-- BEGIN Selected extract --

Black Library produces fun books that are meant to get the reader to go "oh, that was neat", but are they great works of literature? No.... hell no. That just isn't what they are meant to be. I love BL, their book are great, but they are not now, nor will they ever be, great works of literature. Thats just simply not what they are their for.

P.S. There is no way in fuck they will ever even get close enough to kiss the feet of something like the Lord of The Rings. Their writers are nowhere close to that adept.


----------



## Roninman (Jul 23, 2010)

Bane_of_Kings said:


> Okay, here's my top 10.
> 
> _Prospero Burns_
> _A Thousand Sons_
> ...


Think this was thread about real literature and what readers consider more serious and mature read and not just top 10. Even though i agree with your list those are great books but only few of those i consider close to real literature. Ian Watson's books comes quite close to this.

And guys here were right about Prospero burns, i liked this book and even though i dont think its not near top of HH series, its plotwise more intriguing than most of them. I dont mind that most of BL books aint real literature, but after reading last 10 BL books i had to jump outside of 40K universe atleast for little while.

And gen.ahab above is right. If Lord of the Rings can be given perfect 10 as book (even though paper-thin characters), some reviewers here should think what they score for a book. On their scale if they would post review of Tolkien's book it should get 15/10


----------



## Bane_of_Kings (Oct 28, 2009)

-- END Selected extract --
-- BEGIN Data shown --

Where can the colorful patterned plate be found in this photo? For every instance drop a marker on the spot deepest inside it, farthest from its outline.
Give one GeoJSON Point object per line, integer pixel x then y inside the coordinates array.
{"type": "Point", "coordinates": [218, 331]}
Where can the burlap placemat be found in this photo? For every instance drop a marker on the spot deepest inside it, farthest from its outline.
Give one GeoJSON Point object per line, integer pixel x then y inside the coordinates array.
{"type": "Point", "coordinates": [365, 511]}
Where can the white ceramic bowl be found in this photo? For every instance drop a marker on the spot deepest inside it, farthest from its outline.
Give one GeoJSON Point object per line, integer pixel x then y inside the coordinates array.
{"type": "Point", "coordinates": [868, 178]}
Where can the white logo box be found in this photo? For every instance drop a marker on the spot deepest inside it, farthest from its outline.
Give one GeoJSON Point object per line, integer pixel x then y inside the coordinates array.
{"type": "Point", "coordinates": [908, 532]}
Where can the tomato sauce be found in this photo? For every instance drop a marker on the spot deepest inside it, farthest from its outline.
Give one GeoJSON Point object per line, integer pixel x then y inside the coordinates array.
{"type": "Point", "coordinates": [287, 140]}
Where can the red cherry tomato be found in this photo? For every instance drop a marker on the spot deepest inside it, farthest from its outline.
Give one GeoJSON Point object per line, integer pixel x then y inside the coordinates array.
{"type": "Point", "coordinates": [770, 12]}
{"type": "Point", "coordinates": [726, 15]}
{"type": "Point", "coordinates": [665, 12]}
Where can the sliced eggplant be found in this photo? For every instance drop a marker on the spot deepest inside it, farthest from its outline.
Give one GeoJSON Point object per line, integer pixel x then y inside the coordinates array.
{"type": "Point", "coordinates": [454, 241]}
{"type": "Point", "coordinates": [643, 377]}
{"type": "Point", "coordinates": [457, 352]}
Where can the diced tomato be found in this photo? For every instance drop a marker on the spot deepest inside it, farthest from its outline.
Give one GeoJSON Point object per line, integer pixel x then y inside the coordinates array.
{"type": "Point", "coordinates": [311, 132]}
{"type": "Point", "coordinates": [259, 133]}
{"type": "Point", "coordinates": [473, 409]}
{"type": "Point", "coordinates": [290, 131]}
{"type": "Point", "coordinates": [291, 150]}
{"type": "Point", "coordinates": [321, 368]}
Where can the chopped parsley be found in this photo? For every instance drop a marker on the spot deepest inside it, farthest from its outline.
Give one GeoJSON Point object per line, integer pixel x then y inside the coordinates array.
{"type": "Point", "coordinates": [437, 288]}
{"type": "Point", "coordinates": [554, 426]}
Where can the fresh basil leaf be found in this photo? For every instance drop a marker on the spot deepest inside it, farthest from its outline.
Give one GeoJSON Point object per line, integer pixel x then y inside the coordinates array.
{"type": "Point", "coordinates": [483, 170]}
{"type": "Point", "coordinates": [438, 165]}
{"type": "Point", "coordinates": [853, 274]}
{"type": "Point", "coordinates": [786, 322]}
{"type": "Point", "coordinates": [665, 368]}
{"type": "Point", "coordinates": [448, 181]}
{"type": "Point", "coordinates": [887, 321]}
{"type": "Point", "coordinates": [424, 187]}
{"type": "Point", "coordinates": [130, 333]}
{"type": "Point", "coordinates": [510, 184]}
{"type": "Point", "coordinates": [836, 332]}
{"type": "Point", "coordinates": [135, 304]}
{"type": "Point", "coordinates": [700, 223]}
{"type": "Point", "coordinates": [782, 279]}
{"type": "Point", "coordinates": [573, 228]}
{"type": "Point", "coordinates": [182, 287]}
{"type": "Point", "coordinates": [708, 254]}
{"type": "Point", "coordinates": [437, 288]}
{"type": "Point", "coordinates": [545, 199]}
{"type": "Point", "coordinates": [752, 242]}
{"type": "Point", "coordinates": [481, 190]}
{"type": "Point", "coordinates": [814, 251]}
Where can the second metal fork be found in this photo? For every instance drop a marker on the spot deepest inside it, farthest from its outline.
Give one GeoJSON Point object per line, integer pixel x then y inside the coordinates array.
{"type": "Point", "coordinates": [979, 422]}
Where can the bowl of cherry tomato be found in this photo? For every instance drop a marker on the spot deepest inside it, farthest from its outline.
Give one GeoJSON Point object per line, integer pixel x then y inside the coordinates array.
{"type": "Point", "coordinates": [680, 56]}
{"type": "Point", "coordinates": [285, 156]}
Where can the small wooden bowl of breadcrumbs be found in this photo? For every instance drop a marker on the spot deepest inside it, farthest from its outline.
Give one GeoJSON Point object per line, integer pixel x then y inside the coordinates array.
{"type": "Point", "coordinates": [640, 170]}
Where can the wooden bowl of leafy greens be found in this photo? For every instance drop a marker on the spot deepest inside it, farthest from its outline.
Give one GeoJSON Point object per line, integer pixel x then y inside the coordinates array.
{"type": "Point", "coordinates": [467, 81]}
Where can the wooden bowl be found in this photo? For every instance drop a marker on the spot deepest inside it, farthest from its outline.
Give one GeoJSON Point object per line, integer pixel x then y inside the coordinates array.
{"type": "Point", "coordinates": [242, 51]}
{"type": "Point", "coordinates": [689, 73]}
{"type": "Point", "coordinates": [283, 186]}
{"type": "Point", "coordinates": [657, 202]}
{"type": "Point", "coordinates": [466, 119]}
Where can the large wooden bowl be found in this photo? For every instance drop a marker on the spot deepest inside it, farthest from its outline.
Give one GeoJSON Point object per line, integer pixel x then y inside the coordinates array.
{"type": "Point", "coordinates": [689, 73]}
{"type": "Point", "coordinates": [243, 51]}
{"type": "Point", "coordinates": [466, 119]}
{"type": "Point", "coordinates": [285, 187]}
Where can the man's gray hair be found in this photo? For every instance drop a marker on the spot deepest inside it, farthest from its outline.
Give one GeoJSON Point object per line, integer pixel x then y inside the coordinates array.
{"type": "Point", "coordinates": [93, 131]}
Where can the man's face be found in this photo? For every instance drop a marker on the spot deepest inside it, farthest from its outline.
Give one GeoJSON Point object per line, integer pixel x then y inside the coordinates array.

-- END Data shown --

> [What you will do]:
(A) Answer these questions from the forum thread on Black Library books.
(i) Which work does the first post say Black Library will never come close to?
(ii) Whose books does Roninman say come quite close to real literature?
(iii) What score does Roninman say Tolkien's book would get on some reviewers' scale?
(B) Quote the forum thread on Black Library books between "Black Library produces" and "to that adept.", inclusive.

> [Answer list]:
(A)
(i) The Lord of The Rings
(ii) Ian Watson's
(iii) 15/10

(B)
Black Library produces fun books that are meant to get the reader to go "oh, that was neat", but are they great works of literature? No.... hell no. That just isn't what they are meant to be. I love BL, their book are great, but they are not now, nor will they ever be, great works of literature. Thats just simply not what they are their for.

P.S. There is no way in fuck they will ever even get close enough to kiss the feet of something like the Lord of The Rings. Their writers are nowhere close to that adept.